▸ **Dataset records**:
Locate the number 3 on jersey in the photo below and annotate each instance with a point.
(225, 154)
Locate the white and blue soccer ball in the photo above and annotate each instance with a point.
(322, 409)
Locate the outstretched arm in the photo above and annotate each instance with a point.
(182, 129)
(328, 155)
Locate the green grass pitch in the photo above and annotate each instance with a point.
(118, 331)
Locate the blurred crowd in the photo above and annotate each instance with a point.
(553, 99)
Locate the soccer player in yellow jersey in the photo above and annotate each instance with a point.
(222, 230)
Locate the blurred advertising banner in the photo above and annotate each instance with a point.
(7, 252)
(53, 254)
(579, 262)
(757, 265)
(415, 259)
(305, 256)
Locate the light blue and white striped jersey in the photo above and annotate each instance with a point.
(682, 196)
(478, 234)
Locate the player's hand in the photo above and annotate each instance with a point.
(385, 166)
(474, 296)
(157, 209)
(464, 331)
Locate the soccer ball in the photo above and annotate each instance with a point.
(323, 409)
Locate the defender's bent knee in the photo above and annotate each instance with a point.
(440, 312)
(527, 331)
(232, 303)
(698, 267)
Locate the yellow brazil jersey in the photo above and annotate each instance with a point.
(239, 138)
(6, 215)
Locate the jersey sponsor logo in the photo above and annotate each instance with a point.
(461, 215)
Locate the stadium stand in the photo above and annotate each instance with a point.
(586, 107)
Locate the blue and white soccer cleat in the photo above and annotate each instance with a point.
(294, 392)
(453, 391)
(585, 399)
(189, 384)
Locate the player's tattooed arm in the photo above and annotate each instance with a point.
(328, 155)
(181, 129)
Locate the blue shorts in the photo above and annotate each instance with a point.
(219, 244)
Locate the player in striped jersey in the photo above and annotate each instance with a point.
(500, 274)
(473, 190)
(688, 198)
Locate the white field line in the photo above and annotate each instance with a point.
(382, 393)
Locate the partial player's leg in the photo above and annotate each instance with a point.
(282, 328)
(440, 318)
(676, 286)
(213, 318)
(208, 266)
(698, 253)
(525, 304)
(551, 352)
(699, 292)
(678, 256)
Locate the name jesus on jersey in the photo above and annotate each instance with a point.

▸ **Aim of the exercise**:
Update all of the items above by replacing "annotate" with "mark" and leaving every other word unchanged.

▸ **Written solution**:
Locate the number 3 on jersey in the photo below and mark each instance with a point.
(225, 154)
Locate the white and blue soccer ball in the photo above and mark each instance with a point.
(322, 409)
Locate the outstretched arm in the photo above and mark each instance with a point.
(182, 129)
(328, 155)
Locate the green grass pitch in the photo above and mark each instance with a point.
(118, 331)
Locate the blurred crowd in the photo above and mark each instance with a point.
(553, 99)
Locate the soccer player in yellow jersey in the photo above and mark each instance with a point.
(222, 230)
Locate the blurred advertising banner in the photo above and mark each instance with a point.
(7, 252)
(53, 254)
(579, 262)
(757, 265)
(415, 259)
(305, 256)
Locate the light blue and white striped jersey in the photo above and mark each instance with a point.
(682, 196)
(478, 234)
Locate the player's hand in the photo above and mark each instance with a point.
(385, 166)
(474, 296)
(157, 209)
(464, 331)
Locate the soccer ball in the photo above and mark each instance with a point.
(323, 409)
Locate the defender's bent knee in the photo above and mark each instance with a point.
(440, 312)
(527, 331)
(232, 303)
(698, 267)
Locate the yellow brazil jersey in the photo above and mark each instance with a point.
(239, 138)
(6, 215)
Locate the jersey sponsor logo in the photo above and mark each instance with a point.
(461, 215)
Locate the stadium stand in the photo above and mark each instance with a point.
(586, 107)
Locate the blue and white soccer cleat in the photo above and mark each instance with a point.
(294, 392)
(453, 391)
(585, 399)
(189, 384)
Locate the player's tattooed arm in the photo above and mark each instance with a point.
(328, 155)
(181, 129)
Locate the blue shorts in the photo above and mark each instance with a point.
(219, 244)
Locate the player in striped jersey in the photo above and mark each instance with a point.
(500, 274)
(473, 190)
(688, 198)
Locate the white field line in the photo above and mark each instance with a point.
(382, 393)
Locate the partial player's leg in the photo above and mark each instance with a point.
(282, 328)
(440, 318)
(676, 286)
(213, 318)
(208, 266)
(698, 253)
(525, 304)
(551, 352)
(699, 292)
(678, 256)
Locate the name jesus on jersey in the photo above and mark each instance with a point.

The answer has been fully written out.